__PROBLEM STATEMENT__: Find every line in the records below that contains the word "positive", and copy each of those lines in full.

INPUT MATERIAL Block Start

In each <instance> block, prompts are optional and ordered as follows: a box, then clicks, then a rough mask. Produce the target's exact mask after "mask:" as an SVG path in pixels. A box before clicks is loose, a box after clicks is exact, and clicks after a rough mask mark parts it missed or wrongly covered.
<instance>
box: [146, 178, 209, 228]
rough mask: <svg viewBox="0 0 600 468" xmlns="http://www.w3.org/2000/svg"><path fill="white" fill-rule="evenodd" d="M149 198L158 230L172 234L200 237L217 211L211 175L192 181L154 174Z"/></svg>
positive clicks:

INPUT MATERIAL Block End
INPUT MATERIAL Block Start

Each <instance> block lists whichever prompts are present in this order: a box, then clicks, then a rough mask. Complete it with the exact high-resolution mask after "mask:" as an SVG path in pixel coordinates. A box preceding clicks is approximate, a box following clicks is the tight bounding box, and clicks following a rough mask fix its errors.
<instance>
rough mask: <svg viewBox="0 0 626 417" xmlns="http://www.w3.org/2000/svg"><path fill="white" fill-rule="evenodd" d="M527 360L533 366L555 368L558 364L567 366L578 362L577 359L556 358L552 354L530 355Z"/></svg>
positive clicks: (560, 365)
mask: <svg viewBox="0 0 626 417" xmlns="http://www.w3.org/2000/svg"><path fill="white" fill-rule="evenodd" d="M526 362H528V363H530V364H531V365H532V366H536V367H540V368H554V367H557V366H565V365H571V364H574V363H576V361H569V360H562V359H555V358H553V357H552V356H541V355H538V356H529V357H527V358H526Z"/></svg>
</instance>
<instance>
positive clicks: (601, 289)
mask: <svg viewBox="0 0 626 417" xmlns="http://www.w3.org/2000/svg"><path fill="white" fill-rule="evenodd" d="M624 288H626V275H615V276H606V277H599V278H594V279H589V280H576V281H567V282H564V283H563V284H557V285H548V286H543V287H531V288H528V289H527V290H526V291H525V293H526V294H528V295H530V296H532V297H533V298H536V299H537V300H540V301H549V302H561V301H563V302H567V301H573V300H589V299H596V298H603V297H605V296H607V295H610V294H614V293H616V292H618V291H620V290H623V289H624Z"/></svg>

INPUT MATERIAL Block End
INPUT MATERIAL Block Start

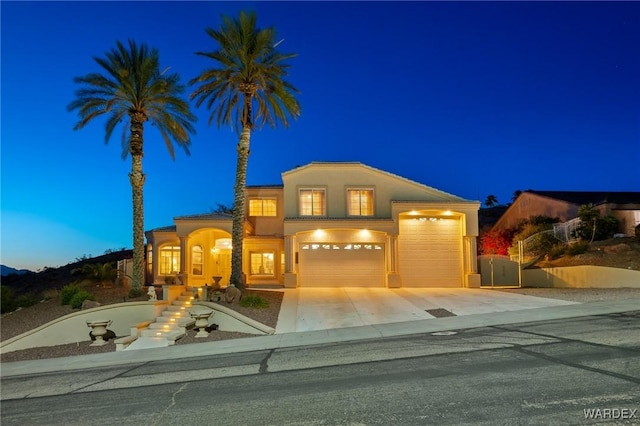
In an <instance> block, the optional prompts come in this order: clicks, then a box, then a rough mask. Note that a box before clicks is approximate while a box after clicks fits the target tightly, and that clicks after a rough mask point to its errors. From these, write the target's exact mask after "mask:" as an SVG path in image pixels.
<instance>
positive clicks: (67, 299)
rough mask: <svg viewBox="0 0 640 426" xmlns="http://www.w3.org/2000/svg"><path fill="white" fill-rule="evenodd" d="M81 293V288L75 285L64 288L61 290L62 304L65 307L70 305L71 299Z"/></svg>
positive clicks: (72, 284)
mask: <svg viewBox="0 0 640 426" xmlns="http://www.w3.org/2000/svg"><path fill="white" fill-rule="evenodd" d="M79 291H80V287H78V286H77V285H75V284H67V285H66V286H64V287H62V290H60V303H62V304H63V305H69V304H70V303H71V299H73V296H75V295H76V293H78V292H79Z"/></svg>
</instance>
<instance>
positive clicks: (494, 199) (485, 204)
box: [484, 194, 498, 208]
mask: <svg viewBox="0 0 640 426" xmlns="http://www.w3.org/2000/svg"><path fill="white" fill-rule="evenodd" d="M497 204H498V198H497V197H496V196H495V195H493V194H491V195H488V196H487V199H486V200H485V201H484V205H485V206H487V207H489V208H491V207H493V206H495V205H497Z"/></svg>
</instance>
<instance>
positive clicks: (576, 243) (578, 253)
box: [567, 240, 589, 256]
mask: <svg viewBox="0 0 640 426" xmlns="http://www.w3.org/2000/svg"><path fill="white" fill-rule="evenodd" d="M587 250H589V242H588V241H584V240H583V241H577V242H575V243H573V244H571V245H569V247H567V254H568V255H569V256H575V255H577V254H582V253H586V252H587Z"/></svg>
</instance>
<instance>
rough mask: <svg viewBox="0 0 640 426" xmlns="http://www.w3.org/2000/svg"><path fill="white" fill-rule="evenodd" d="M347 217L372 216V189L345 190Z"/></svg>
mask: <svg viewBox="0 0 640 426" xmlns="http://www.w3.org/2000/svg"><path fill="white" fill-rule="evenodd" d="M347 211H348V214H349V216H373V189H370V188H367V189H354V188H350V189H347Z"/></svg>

INPUT MATERIAL Block End

__OUTPUT OF THE TASK__:
positive clicks:
positive clicks: (560, 365)
positive clicks: (601, 289)
positive clicks: (67, 299)
positive clicks: (72, 284)
positive clicks: (494, 199) (485, 204)
positive clicks: (576, 243) (578, 253)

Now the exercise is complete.